= TASKS TO PERFORM =
- 1) In the Memorial Day social media post, which three things does the text call important to have in case of a PR crisis?
- 2) From the Memorial Day social media post, retype the passage from "Beyond being a" to "social media networks?" word for word.

= PAGE EXTRACT =
----------------------------------------

Do You Follow These 5 Social Media Tactics?

Memorial Day Social Media Lessons

Beyond being a long weekend filled with parades, marching bands and family cookouts, Memorial Day commemorates those men and women who fought in America’s wars.  While most of America’s military service isn’t as attention getting as the killing of Osama Ben Laden, our troops work hard doing their jobs and they have five lessons for us that can be applied to social media.

  1. A soldier honors his obligations. As an active social media participant what are your social responsibilities? If you’re working for a company, does this change your perspective and how you interact on social media networks?
  2. A soldier prepares for action by training. Soldiers get in shape and learn what to do in various situations so they respond quickly under fire. In the social media ecosystem, this means listening to the conversation to hear what your target audience is really saying. Don’t just wait for a pause in the conversation to jump in with your latest marketing deal. Take this a step further and engage in the social conversation by making contributions that help the community. Employees must be trained to be able to speak about your business with authority and have the ability to fix potential customer issues quickly and effectively.  Remember social media is built on paying it forward.
  3. A soldier plans ahead for every contingency. Just as soldiers practice working out potential obstacles in advance, in the social media ecosphere, be prepared for the worst. Whether you’re active in the social media discussion or not, one angry customer can take something that you’ve done or said out of context and create a PR crisis. To this end, it’s important to have social media guidelines, a crisis management plan and a contingency plan. Equally important is keeping these plans up-to-date so that the appropriate personnel can act quickly.

----------------------------------------

= GIVEN DATA =
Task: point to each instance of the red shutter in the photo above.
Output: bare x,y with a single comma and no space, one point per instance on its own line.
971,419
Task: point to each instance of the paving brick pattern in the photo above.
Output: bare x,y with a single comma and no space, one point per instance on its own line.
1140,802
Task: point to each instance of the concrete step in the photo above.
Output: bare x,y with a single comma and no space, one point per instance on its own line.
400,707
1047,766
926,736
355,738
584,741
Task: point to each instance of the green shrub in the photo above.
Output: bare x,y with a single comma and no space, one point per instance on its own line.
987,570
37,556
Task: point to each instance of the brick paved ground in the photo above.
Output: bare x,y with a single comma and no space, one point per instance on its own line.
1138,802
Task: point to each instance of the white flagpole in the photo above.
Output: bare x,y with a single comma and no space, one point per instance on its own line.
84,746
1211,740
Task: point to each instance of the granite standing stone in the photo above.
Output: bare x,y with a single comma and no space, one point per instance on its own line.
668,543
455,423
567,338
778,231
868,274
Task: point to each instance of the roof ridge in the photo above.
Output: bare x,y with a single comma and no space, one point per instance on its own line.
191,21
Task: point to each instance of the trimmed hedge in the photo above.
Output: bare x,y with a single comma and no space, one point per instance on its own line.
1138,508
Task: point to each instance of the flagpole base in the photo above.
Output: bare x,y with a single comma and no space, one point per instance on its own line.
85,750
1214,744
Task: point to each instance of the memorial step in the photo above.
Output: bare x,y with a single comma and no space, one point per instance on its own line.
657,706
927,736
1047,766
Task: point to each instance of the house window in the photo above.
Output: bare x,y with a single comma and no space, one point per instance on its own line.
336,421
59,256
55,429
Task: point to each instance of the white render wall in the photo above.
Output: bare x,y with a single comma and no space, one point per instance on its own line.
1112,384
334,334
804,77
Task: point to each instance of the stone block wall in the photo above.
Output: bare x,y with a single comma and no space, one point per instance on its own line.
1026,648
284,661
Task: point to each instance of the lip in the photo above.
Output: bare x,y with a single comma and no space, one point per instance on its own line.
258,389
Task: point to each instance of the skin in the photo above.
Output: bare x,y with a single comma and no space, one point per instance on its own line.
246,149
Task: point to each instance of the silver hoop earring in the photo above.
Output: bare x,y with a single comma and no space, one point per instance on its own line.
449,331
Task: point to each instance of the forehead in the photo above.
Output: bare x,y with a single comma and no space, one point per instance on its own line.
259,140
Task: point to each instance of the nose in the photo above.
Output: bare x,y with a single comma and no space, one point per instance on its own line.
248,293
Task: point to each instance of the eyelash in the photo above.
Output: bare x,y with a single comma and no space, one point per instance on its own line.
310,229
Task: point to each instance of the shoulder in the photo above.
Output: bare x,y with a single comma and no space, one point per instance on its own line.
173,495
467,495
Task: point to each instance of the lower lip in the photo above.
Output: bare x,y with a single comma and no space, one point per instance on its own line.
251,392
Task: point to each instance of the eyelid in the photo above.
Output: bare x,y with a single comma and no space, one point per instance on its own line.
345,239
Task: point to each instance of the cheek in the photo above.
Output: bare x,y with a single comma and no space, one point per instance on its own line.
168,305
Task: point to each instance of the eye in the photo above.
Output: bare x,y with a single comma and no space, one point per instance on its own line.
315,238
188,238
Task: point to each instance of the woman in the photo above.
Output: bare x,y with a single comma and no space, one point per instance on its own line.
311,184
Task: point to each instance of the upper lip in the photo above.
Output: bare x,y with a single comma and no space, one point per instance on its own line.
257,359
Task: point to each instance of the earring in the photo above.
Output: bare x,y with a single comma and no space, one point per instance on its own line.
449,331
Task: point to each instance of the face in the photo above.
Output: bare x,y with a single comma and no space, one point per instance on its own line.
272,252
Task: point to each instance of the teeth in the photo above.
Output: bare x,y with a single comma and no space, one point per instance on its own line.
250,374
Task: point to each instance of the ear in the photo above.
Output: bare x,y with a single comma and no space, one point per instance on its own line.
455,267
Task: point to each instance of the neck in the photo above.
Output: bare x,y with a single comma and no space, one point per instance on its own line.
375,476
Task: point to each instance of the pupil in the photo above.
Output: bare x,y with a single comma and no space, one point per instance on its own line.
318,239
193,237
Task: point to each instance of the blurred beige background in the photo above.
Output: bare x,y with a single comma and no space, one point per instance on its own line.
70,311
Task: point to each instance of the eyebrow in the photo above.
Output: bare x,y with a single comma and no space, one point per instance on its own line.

----------------------------------------

= RESULTS FOR EACH TASK =
- 1) Social media guidelines, a crisis management plan and a contingency plan.

- 2)
Beyond being a long weekend filled with parades, marching bands and family cookouts, Memorial Day commemorates those men and women who fought in America’s wars.  While most of America’s military service isn’t as attention getting as the killing of Osama Ben Laden, our troops work hard doing their jobs and they have five lessons for us that can be applied to social media.

  1. A soldier honors his obligations. As an active social media participant what are your social responsibilities? If you’re working for a company, does this change your perspective and how you interact on social media networks?